Given records:
-----
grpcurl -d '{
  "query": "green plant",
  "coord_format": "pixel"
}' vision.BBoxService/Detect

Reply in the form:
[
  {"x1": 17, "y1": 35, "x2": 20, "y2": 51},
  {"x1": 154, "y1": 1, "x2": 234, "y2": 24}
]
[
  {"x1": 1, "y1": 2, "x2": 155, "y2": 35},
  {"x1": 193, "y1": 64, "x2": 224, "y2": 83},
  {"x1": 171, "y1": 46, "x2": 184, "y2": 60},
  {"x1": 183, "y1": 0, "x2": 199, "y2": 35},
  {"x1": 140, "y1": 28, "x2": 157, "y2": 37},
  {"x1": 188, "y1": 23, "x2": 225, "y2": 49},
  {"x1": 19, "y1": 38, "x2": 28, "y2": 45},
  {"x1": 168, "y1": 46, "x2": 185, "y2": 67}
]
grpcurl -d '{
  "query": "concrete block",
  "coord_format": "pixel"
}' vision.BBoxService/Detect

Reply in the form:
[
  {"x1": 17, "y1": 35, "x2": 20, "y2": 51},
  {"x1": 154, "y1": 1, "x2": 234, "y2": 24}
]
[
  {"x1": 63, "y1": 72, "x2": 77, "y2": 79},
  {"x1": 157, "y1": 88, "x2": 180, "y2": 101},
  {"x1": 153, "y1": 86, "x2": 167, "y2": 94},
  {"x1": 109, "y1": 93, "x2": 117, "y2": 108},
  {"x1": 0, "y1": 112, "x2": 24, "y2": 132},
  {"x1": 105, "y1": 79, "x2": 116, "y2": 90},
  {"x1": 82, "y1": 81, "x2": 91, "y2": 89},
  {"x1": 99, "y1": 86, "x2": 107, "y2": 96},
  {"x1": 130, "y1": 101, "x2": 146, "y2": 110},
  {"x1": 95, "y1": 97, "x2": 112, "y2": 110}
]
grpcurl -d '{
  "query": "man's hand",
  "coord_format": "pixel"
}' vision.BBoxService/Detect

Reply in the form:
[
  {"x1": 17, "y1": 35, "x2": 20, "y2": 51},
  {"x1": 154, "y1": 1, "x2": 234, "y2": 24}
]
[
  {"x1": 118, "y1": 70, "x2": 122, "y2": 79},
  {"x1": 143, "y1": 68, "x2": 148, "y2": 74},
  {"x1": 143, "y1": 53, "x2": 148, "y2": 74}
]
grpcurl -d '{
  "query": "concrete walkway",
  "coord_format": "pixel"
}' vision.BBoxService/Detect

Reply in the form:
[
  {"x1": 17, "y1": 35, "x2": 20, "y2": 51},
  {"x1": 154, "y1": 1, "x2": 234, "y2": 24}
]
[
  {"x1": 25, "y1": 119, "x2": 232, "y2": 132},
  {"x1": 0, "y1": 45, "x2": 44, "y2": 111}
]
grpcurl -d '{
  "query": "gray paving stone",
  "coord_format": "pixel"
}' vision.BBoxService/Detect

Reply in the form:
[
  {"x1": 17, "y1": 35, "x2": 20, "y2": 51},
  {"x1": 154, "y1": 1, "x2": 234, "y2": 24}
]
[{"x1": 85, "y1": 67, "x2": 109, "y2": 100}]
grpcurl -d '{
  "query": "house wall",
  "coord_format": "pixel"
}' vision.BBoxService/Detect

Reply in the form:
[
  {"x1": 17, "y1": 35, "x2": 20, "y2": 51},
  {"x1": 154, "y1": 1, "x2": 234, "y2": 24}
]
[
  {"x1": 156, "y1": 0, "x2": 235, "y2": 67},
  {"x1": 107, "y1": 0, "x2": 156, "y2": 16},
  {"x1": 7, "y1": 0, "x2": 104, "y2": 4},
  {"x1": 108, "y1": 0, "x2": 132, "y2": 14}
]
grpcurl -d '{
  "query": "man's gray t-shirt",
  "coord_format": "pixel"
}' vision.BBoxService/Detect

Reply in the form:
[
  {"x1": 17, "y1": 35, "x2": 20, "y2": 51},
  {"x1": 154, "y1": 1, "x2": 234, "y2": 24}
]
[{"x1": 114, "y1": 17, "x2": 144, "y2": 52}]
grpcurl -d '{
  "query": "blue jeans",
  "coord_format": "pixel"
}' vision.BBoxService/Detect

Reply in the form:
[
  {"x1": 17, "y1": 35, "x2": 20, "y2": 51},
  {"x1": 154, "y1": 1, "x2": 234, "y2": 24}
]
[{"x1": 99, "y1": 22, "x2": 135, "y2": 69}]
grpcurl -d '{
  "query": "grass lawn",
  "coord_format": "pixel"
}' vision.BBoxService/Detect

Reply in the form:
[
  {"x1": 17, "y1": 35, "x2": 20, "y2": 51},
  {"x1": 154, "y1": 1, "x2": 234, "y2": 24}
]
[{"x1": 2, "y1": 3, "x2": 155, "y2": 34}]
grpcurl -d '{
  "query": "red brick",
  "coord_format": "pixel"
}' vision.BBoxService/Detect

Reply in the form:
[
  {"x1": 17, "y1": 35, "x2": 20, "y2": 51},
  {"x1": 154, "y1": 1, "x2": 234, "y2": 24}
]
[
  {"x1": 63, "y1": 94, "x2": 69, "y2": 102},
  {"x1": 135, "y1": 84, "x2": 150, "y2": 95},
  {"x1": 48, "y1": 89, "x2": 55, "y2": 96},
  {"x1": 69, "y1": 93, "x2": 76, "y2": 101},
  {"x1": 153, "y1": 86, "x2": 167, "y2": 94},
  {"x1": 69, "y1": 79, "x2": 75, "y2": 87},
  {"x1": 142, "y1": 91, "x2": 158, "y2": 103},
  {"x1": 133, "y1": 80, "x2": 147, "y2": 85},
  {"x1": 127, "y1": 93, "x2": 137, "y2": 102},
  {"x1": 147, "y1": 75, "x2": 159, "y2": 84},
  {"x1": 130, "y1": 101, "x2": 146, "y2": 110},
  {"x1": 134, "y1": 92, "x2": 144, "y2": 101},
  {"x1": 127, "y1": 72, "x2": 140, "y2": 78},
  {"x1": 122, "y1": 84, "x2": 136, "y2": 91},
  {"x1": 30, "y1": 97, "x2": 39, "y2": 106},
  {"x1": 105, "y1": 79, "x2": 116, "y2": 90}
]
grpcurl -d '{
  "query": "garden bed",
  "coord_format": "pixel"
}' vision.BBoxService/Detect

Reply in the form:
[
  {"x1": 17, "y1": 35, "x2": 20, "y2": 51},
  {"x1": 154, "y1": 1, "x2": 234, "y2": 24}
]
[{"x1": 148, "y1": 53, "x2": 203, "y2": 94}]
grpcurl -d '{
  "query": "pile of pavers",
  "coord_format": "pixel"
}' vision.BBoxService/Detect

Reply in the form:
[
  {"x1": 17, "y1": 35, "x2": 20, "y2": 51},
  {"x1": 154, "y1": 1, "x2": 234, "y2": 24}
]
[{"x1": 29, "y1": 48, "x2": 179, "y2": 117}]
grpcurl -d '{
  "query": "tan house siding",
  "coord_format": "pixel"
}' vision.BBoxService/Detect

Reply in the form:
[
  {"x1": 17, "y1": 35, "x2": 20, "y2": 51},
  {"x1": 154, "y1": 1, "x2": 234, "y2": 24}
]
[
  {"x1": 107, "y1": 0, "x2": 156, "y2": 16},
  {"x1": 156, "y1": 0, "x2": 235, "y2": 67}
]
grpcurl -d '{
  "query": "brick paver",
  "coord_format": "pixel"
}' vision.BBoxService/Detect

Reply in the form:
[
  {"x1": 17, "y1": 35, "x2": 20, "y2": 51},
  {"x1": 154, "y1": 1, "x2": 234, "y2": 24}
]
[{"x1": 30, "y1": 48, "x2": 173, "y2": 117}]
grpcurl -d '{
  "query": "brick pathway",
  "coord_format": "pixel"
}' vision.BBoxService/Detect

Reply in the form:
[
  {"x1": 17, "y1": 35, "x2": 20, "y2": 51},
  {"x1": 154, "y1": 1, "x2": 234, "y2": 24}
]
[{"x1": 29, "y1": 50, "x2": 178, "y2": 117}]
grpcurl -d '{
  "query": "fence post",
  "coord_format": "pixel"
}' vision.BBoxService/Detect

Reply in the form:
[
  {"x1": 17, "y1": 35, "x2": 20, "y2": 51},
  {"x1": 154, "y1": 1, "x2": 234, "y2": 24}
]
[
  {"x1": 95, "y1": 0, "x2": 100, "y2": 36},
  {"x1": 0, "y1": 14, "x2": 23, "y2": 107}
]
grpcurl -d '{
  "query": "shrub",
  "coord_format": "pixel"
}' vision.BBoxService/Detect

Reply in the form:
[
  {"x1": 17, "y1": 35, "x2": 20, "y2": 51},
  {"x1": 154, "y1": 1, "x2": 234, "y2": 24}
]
-----
Exercise prompt:
Which lines of the records above contain the word "house"? Gather every one of them and copy each line out in full.

Task output:
  "query": "house wall",
  "query": "tan house siding",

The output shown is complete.